### Problem
Please give everything from the line with "target: parked car" down to the line with "M 54 58 L 0 58 L 0 69 L 42 69 L 54 68 Z" as a numbered list, omitting blank lines.

-- START OF Listing --

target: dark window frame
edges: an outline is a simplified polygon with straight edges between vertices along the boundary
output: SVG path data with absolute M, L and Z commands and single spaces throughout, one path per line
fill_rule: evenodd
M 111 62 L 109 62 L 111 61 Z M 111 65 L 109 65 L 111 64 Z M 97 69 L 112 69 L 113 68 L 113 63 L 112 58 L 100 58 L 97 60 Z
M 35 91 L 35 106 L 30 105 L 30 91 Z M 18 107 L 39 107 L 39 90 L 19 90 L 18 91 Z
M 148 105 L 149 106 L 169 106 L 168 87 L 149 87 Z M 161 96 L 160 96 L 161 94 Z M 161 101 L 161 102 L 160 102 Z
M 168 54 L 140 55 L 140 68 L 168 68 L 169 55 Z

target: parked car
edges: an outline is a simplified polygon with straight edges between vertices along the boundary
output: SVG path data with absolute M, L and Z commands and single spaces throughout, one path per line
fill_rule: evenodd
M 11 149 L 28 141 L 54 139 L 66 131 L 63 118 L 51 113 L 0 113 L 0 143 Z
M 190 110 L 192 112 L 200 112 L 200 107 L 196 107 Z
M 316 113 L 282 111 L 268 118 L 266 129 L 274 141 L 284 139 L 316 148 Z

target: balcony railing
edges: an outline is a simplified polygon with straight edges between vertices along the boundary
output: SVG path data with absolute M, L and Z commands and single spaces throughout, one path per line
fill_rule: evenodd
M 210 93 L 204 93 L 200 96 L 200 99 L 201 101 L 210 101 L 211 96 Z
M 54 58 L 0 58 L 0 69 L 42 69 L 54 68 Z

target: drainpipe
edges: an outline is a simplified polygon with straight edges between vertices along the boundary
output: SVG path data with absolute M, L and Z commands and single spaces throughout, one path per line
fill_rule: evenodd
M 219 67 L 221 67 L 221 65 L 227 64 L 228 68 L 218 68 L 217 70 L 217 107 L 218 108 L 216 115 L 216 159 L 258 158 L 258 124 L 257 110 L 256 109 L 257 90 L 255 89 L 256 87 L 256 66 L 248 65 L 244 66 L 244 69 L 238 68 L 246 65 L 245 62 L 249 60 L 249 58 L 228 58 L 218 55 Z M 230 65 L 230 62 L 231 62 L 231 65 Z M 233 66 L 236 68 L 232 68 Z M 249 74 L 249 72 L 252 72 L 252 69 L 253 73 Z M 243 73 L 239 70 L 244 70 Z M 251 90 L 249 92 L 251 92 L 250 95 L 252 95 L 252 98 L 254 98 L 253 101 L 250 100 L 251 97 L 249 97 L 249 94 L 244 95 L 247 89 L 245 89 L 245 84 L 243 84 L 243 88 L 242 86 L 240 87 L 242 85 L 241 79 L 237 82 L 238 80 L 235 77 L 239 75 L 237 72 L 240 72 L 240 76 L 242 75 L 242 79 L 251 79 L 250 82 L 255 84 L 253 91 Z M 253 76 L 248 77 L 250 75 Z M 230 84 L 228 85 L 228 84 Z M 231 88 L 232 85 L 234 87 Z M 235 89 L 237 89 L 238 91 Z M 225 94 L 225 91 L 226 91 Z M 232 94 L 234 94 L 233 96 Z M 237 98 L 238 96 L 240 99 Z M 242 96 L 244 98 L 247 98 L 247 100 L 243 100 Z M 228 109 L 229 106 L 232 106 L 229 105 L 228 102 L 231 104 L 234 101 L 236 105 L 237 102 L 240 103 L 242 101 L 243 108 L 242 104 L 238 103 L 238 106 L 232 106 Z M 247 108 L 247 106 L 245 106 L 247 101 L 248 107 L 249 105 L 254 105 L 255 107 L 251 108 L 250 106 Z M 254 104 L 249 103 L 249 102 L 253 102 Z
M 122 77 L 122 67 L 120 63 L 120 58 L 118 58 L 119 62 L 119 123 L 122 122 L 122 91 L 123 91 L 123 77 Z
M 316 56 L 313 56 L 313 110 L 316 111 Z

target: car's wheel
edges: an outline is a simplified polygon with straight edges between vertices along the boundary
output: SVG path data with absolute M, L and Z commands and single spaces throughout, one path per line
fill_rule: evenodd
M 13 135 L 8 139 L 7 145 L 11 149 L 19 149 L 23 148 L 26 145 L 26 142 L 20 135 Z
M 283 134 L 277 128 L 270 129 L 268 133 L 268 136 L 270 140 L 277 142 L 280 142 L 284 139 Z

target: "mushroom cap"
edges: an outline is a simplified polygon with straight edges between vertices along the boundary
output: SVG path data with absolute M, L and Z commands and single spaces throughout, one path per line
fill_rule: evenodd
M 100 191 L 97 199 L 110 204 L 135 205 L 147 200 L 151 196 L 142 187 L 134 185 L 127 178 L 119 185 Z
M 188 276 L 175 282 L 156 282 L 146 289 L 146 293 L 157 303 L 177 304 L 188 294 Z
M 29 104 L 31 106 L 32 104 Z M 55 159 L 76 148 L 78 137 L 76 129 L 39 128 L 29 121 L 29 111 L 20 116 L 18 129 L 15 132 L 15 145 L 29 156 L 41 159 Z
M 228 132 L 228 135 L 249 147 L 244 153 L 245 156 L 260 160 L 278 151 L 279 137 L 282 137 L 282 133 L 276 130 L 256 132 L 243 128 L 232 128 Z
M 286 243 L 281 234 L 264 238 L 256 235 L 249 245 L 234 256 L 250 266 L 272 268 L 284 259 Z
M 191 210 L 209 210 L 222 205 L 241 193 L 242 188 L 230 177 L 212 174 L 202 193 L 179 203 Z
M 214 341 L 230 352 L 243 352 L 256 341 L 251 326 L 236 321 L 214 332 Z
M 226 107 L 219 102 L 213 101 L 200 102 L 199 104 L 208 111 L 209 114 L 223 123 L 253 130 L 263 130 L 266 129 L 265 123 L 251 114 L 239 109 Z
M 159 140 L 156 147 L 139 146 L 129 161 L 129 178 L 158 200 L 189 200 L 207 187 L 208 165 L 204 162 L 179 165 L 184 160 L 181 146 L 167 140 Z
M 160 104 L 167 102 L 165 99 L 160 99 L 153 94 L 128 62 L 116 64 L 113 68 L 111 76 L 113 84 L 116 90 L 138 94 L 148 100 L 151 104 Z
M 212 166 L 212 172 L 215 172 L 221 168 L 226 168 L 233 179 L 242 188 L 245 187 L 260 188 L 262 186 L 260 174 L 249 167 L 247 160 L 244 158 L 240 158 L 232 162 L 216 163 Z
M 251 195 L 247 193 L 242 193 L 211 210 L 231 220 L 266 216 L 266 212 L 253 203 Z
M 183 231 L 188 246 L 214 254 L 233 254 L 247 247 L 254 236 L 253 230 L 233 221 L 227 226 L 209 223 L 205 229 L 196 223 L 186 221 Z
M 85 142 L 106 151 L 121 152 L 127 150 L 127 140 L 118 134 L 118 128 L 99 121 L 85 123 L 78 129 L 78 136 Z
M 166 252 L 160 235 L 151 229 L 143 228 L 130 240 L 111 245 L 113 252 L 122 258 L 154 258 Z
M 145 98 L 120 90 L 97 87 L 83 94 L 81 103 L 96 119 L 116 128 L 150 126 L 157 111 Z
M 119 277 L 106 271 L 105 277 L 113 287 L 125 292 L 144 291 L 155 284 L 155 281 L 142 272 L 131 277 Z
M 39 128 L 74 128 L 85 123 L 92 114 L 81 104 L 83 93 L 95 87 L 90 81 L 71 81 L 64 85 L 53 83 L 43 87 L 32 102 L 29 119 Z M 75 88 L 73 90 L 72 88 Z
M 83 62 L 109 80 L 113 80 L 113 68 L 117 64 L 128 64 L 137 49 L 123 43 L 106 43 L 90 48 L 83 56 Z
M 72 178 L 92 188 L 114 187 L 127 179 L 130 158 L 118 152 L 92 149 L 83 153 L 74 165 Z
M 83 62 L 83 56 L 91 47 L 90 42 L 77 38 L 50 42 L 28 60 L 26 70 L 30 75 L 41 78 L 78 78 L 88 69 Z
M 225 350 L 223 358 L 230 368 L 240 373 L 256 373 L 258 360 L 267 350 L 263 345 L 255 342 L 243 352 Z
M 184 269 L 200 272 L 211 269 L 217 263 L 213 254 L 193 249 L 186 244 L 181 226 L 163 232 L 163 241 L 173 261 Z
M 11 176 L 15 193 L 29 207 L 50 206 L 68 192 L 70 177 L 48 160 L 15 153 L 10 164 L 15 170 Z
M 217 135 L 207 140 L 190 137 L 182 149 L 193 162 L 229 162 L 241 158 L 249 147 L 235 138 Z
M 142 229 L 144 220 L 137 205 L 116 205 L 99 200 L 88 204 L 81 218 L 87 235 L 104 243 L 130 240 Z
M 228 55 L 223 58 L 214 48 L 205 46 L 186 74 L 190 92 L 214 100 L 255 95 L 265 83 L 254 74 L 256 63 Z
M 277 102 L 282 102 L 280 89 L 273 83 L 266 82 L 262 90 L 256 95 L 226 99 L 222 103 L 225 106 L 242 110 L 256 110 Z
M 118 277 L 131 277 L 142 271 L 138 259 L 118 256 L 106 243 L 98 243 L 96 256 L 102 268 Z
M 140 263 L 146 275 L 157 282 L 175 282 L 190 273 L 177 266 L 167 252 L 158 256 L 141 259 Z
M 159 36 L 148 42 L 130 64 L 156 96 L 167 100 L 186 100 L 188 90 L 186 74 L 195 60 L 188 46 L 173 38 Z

-- END OF Listing --

### Written reply
1. target: parked car
2. edges: an outline is a simplified polygon with straight edges between vertices along the boundary
3. output: SVG path data with absolute M, L and Z commands and single spaces throughout, one path per line
4. fill_rule: evenodd
5. M 11 149 L 28 141 L 54 139 L 66 131 L 63 118 L 51 113 L 0 113 L 0 143 Z
6. M 190 110 L 192 112 L 200 112 L 200 107 L 196 107 Z
7. M 316 113 L 282 111 L 268 118 L 266 129 L 274 141 L 284 139 L 316 148 Z
8. target: balcony railing
9. edges: an outline is a simplified polygon with straight edges between vertices along the boundary
10. output: SVG path data with absolute M, L and Z commands and single spaces throughout, one path per line
11. fill_rule: evenodd
12. M 210 93 L 204 93 L 200 96 L 200 99 L 201 101 L 210 101 L 211 96 Z
13. M 54 58 L 0 58 L 0 69 L 42 69 L 54 68 Z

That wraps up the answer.